Excerpt to read:
[Start]

22. Fear ye not me? saith the Lord: will ye not tremble at my presence, which have placed the sand for the bound of the sea by a perpetual decree, that it cannot pass it: and though the waves thereof toss themselves, yet can they not prevail; though they roar, yet can they not pass over it?
22. An me non timebitis, dicit Jehova? an a facie mea non contremiscetis? Qui posui arenam terminum mari, statutum seculi aeternum, et non praeteribit illud (vel, terminum illud; quidam enim ad proximum referunt, alii ad prius,) et movebunt se et non praevalebunt, et tumultuabuntur (vel, resonabunt) fluctus ejus (istud glyv extendunt ad duo verba,) et non transgredientur ipsum (non transilient, est idem verbum quod paulo ante usurpavit.)

[End]

Problem details: Rewrite the passage about the sea's bound from "22. Fear ye" through "pass over it?", putting "billows" in place of "waves".

Data excerpts:
[Start]

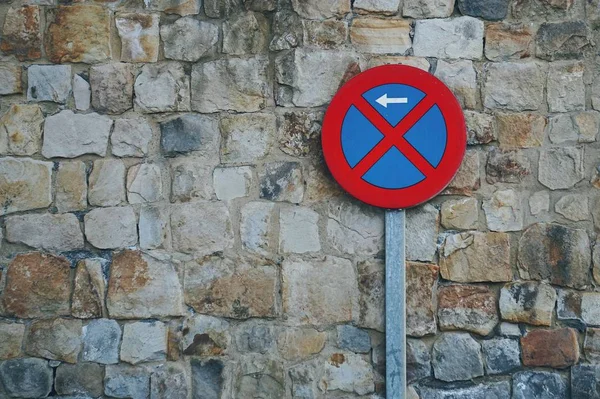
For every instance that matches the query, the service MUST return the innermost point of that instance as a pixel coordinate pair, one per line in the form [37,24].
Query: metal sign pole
[395,305]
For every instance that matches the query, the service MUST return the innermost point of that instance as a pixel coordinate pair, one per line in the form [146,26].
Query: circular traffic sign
[394,136]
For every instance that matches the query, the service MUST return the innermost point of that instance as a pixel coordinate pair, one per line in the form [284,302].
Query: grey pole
[395,305]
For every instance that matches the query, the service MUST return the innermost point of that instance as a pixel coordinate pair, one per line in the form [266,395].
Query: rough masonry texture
[168,228]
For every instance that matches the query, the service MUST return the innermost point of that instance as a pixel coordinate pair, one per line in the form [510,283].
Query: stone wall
[169,229]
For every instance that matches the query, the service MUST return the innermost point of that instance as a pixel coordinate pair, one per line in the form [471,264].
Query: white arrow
[385,100]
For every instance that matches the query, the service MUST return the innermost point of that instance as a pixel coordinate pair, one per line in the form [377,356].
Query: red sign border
[394,198]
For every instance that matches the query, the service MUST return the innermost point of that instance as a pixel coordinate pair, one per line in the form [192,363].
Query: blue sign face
[393,102]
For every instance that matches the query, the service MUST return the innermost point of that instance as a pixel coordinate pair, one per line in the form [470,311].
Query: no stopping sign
[394,136]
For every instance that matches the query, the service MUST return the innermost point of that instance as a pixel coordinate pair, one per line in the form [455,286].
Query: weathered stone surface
[21,130]
[461,214]
[380,36]
[131,137]
[556,253]
[299,230]
[201,227]
[207,378]
[568,305]
[179,7]
[304,293]
[354,229]
[493,10]
[236,288]
[427,9]
[169,381]
[502,355]
[101,339]
[142,287]
[49,83]
[21,33]
[514,86]
[26,378]
[584,381]
[456,357]
[539,202]
[461,78]
[591,345]
[144,183]
[206,336]
[507,166]
[469,308]
[112,87]
[299,133]
[520,130]
[561,168]
[37,285]
[79,33]
[527,302]
[353,339]
[372,296]
[424,222]
[460,37]
[107,183]
[504,211]
[590,303]
[566,90]
[10,79]
[287,31]
[386,7]
[348,373]
[191,178]
[300,343]
[499,389]
[154,227]
[57,339]
[550,348]
[114,227]
[125,381]
[246,34]
[328,34]
[89,289]
[82,93]
[144,342]
[573,207]
[139,36]
[255,226]
[321,9]
[190,133]
[421,280]
[467,178]
[79,379]
[531,384]
[232,84]
[231,183]
[45,231]
[11,340]
[70,135]
[188,39]
[476,257]
[561,40]
[282,181]
[162,87]
[505,42]
[247,138]
[300,86]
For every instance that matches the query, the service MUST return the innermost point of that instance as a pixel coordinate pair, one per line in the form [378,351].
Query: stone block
[69,135]
[79,33]
[460,37]
[141,286]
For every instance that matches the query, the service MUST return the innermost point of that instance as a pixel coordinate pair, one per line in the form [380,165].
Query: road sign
[394,136]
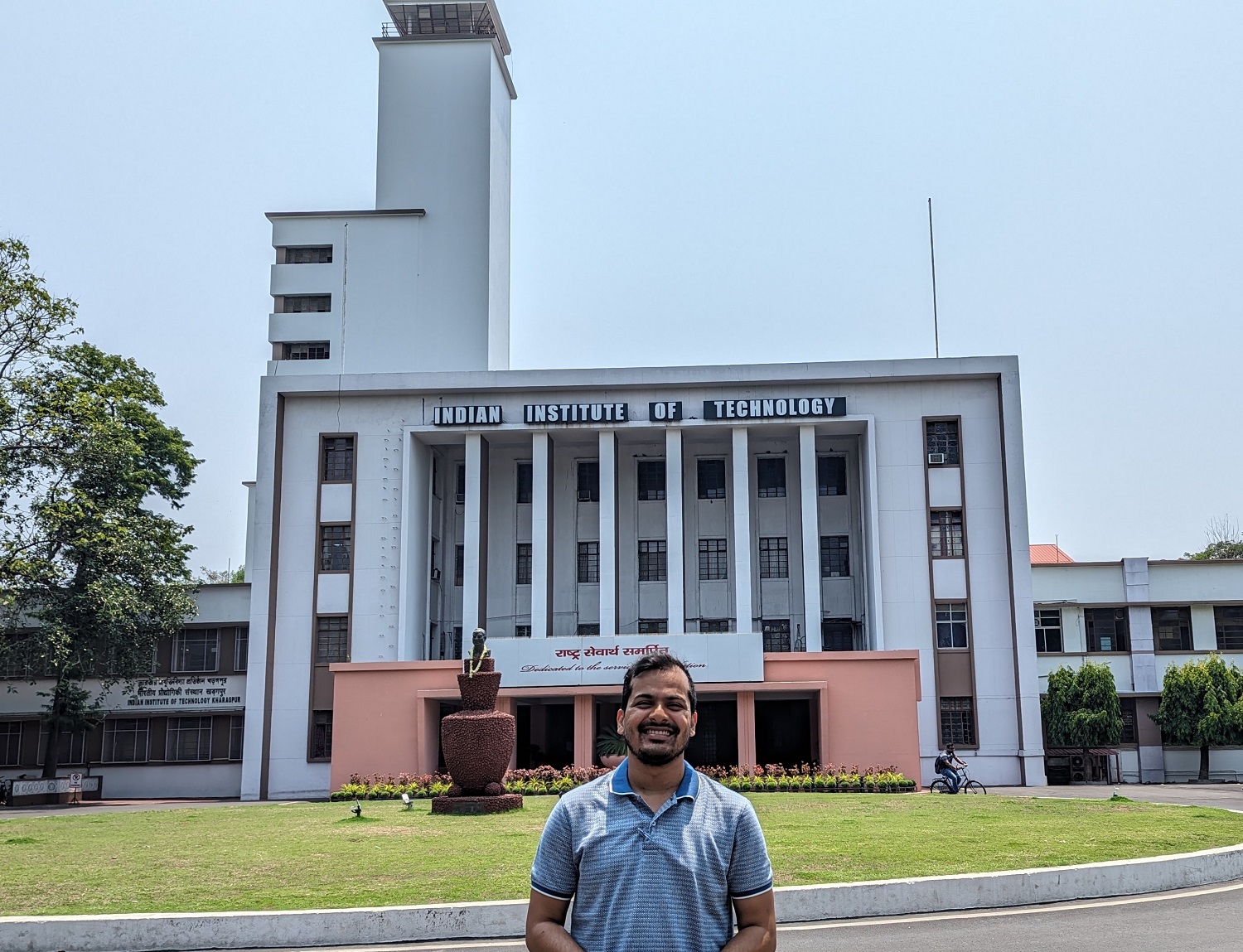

[End]

Output of the exercise:
22. Fear ye not me? saith the Lord: will ye not tremble at my presence, which have placed the sand for the bound of the sea by a perpetual decree, that it cannot pass it: and though the billows thereof toss themselves, yet can they not prevail; though they roar, yet can they not pass over it?